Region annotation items
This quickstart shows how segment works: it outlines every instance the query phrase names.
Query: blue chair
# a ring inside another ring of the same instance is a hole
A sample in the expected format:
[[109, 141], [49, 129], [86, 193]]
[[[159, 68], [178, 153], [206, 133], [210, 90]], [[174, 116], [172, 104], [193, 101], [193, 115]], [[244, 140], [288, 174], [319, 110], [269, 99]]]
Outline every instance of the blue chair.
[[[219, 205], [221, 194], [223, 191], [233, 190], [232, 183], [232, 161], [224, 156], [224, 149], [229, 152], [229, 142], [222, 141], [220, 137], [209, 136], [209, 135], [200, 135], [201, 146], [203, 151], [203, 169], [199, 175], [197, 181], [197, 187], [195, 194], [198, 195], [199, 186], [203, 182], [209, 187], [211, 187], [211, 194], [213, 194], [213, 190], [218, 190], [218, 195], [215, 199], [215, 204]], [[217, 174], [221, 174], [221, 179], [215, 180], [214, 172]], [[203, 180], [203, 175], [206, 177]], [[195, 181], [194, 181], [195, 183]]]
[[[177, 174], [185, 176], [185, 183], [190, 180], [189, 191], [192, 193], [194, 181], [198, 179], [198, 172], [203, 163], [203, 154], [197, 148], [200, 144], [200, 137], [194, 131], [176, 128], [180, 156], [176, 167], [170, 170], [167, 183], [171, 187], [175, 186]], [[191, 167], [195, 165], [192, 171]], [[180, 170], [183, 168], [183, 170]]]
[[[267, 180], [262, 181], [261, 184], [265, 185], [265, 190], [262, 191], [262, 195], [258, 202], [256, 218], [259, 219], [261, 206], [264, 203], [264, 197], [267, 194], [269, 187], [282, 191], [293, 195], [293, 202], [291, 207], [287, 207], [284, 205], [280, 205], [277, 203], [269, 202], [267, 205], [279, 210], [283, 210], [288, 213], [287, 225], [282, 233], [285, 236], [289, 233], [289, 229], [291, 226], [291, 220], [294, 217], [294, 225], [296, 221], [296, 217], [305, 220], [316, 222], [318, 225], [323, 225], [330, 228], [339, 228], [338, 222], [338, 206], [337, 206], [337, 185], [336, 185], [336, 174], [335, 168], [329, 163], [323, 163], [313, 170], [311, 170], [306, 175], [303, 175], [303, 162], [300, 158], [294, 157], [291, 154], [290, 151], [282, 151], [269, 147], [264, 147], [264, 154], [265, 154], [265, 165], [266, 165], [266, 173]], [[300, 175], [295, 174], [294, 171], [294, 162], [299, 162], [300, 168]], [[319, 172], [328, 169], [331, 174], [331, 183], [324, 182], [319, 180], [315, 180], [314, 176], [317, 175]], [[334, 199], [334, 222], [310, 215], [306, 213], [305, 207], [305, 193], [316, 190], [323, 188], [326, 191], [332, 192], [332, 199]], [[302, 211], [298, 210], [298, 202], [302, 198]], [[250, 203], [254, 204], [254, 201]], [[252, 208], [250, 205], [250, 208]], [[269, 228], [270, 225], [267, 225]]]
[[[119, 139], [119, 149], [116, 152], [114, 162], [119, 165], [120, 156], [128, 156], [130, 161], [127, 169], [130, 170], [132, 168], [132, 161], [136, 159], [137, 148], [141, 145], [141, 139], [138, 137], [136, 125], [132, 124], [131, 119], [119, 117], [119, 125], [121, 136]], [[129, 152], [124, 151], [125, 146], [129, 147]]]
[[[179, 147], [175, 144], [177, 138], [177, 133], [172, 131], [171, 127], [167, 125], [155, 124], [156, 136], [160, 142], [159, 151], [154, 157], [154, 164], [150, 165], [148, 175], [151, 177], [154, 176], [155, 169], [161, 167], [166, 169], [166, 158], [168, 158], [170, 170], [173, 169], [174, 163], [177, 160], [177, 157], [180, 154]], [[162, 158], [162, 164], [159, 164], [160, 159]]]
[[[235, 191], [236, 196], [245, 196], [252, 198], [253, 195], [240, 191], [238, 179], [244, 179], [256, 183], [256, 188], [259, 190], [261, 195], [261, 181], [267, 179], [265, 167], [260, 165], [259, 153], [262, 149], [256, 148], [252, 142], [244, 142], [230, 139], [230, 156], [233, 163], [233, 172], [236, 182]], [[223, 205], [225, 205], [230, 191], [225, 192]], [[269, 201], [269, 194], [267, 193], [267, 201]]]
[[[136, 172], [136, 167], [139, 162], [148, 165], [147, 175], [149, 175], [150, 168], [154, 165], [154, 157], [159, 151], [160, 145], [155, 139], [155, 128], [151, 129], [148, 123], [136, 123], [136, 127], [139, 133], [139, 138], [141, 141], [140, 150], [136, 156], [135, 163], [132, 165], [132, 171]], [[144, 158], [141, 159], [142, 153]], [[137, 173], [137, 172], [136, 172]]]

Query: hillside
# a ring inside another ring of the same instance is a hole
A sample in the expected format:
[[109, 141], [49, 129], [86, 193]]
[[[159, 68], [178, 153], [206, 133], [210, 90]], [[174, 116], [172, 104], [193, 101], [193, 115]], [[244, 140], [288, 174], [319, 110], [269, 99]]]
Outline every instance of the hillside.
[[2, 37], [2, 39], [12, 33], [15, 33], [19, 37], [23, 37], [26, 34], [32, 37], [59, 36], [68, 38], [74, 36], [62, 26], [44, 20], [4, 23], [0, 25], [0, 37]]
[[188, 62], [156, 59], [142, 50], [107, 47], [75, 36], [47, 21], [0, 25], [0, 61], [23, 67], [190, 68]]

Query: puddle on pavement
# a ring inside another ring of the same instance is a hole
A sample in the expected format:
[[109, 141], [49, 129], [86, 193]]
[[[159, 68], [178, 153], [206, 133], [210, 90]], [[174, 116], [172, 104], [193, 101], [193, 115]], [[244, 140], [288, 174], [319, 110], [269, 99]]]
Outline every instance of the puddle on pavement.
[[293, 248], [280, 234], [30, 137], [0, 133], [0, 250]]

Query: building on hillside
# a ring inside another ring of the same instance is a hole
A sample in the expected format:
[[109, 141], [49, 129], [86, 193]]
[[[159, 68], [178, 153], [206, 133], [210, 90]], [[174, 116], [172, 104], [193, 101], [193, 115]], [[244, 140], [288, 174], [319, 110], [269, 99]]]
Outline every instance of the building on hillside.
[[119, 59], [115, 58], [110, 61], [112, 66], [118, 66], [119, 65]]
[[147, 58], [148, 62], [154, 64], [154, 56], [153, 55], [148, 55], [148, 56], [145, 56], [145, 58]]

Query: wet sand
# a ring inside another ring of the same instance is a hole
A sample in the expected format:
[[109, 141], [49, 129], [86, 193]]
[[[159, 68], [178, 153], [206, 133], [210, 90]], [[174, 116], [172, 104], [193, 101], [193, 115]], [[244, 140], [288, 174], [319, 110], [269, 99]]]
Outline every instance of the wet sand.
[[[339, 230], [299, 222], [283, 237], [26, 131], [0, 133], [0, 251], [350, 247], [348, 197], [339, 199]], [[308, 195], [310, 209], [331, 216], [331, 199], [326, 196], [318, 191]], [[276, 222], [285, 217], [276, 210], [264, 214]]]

Instructions for the task.
Reproduce every one of the rows above, line for line and character for character, without changing anything.

Written response.
This quickstart shows how segment works: it outlines every instance the query phrase names.
Query: blue chair
# a ring inside another ring of the same instance is a hole
A sample in the expected format:
[[109, 141], [49, 129], [86, 193]]
[[[159, 68], [178, 153], [206, 133], [210, 90]], [[174, 116], [172, 104], [193, 101], [193, 115]], [[244, 140], [288, 174], [319, 110], [269, 99]]]
Outline every instance of the blue chair.
[[[219, 205], [221, 194], [223, 191], [233, 190], [232, 183], [232, 161], [224, 156], [224, 149], [229, 152], [229, 142], [222, 141], [220, 137], [209, 136], [209, 135], [200, 135], [201, 146], [203, 151], [203, 169], [199, 175], [197, 181], [197, 187], [195, 194], [198, 195], [199, 186], [203, 182], [209, 187], [211, 187], [211, 194], [213, 194], [213, 190], [218, 190], [218, 195], [215, 199], [215, 204]], [[217, 174], [221, 174], [221, 179], [215, 180], [214, 172]], [[203, 180], [203, 175], [206, 177]], [[195, 181], [194, 181], [195, 183]]]
[[[177, 174], [185, 176], [185, 183], [190, 180], [189, 191], [192, 193], [194, 181], [198, 179], [198, 172], [203, 163], [203, 154], [197, 148], [200, 144], [200, 137], [194, 131], [176, 128], [180, 156], [176, 167], [170, 170], [167, 183], [171, 187], [175, 186]], [[191, 167], [195, 165], [192, 171]], [[180, 170], [183, 168], [183, 170]]]
[[[267, 180], [262, 181], [261, 184], [265, 185], [265, 190], [262, 191], [262, 195], [258, 202], [256, 218], [259, 219], [261, 206], [264, 203], [264, 197], [267, 194], [269, 187], [282, 191], [293, 195], [293, 202], [291, 207], [287, 207], [284, 205], [280, 205], [277, 203], [269, 202], [267, 205], [279, 210], [283, 210], [288, 213], [287, 225], [282, 233], [285, 236], [289, 233], [289, 229], [291, 226], [291, 220], [294, 217], [294, 225], [296, 221], [296, 217], [305, 220], [316, 222], [318, 225], [323, 225], [330, 228], [339, 228], [338, 222], [338, 206], [337, 206], [337, 185], [336, 185], [336, 174], [335, 168], [329, 163], [323, 163], [313, 170], [311, 170], [306, 175], [303, 175], [303, 162], [300, 158], [294, 157], [291, 154], [290, 151], [282, 151], [269, 147], [264, 147], [264, 154], [265, 154], [265, 165], [266, 165], [266, 173]], [[300, 175], [295, 174], [294, 171], [294, 162], [299, 162], [300, 168]], [[319, 172], [328, 169], [331, 174], [331, 183], [324, 182], [319, 180], [315, 180], [314, 176], [317, 175]], [[334, 199], [334, 222], [310, 215], [306, 213], [305, 207], [305, 193], [316, 190], [323, 188], [326, 191], [332, 192], [332, 199]], [[302, 211], [298, 210], [298, 202], [302, 198]], [[250, 203], [254, 204], [254, 201]], [[252, 208], [250, 205], [250, 208]], [[269, 228], [270, 225], [267, 225]]]
[[[119, 139], [119, 149], [116, 152], [114, 162], [119, 165], [120, 156], [128, 156], [130, 161], [127, 169], [130, 170], [132, 168], [132, 161], [136, 159], [137, 148], [141, 145], [141, 139], [138, 137], [136, 125], [132, 124], [131, 119], [119, 117], [119, 125], [121, 136]], [[129, 152], [124, 151], [125, 146], [129, 147]]]
[[[179, 147], [175, 144], [177, 138], [177, 133], [172, 131], [171, 127], [167, 125], [155, 124], [156, 136], [160, 142], [159, 151], [154, 157], [154, 164], [150, 165], [148, 175], [151, 177], [154, 176], [155, 169], [161, 167], [166, 169], [166, 158], [168, 158], [170, 170], [173, 169], [174, 163], [177, 160], [177, 157], [180, 154]], [[162, 158], [162, 164], [159, 164], [160, 159]]]
[[[235, 191], [236, 196], [245, 196], [252, 198], [253, 195], [240, 191], [238, 179], [244, 179], [256, 183], [256, 188], [259, 190], [261, 195], [261, 181], [267, 179], [265, 167], [260, 165], [259, 153], [262, 149], [256, 148], [252, 142], [244, 142], [230, 139], [230, 156], [233, 163], [233, 172], [236, 182]], [[223, 205], [225, 205], [230, 191], [225, 192]], [[269, 201], [269, 194], [267, 193], [267, 201]]]
[[[136, 172], [136, 167], [139, 162], [148, 165], [147, 175], [149, 175], [150, 168], [154, 165], [154, 157], [159, 151], [160, 145], [155, 139], [155, 128], [151, 129], [148, 123], [136, 123], [136, 127], [139, 133], [139, 138], [141, 141], [140, 150], [136, 156], [135, 163], [132, 165], [132, 171]], [[144, 158], [141, 159], [142, 153]], [[137, 173], [137, 172], [136, 172]]]

Query: hillside
# a ring inside another ring of the same instance is a hole
A sample in the expected format:
[[109, 141], [49, 129], [86, 193]]
[[[159, 68], [178, 153], [206, 133], [210, 90]], [[174, 116], [172, 104], [193, 101], [193, 115]], [[244, 140], [288, 174], [319, 110], [269, 99]]]
Outline every instance of the hillside.
[[2, 37], [2, 39], [12, 33], [15, 33], [19, 37], [23, 37], [26, 34], [32, 37], [59, 36], [68, 38], [74, 36], [62, 26], [44, 20], [4, 23], [0, 25], [0, 37]]
[[188, 62], [156, 59], [142, 50], [107, 47], [75, 36], [47, 21], [0, 25], [0, 61], [23, 67], [190, 68]]

Query: puddle on pavement
# a ring inside another ring of the same instance is a hole
A sample in the expected format:
[[109, 141], [49, 129], [86, 193]]
[[[159, 68], [178, 153], [206, 133], [210, 90]], [[174, 116], [172, 104], [193, 101], [193, 115]], [[244, 140], [288, 174], [319, 110], [269, 99]]]
Outline every instance of the puddle on pavement.
[[293, 248], [280, 234], [30, 137], [0, 133], [0, 250]]

Query: building on hillside
# a ring inside another ring of the same instance is a hole
A sample in the expected format:
[[109, 141], [49, 129], [86, 193]]
[[[159, 68], [178, 153], [206, 133], [210, 90]], [[174, 116], [172, 104], [193, 101], [193, 115]], [[244, 140], [288, 174], [319, 110], [269, 99]]]
Outline every instance of the building on hillside.
[[119, 59], [115, 58], [110, 61], [112, 66], [118, 66], [119, 65]]
[[147, 58], [148, 62], [154, 64], [154, 56], [153, 55], [148, 55], [148, 56], [145, 56], [145, 58]]

Query: wet sand
# a ring inside another ring of the same instance is a hole
A sample in the expected format:
[[109, 141], [49, 129], [86, 193]]
[[[159, 68], [178, 153], [206, 133], [210, 90]], [[174, 116], [172, 104], [193, 101], [193, 115]], [[244, 140], [288, 174], [319, 110], [269, 99]]]
Outline every instance of the wet sand.
[[[339, 230], [299, 222], [283, 237], [26, 131], [0, 133], [0, 251], [350, 247], [348, 197], [339, 199]], [[308, 195], [310, 209], [331, 216], [331, 199], [326, 196], [318, 191]], [[276, 222], [285, 217], [276, 210], [264, 214]]]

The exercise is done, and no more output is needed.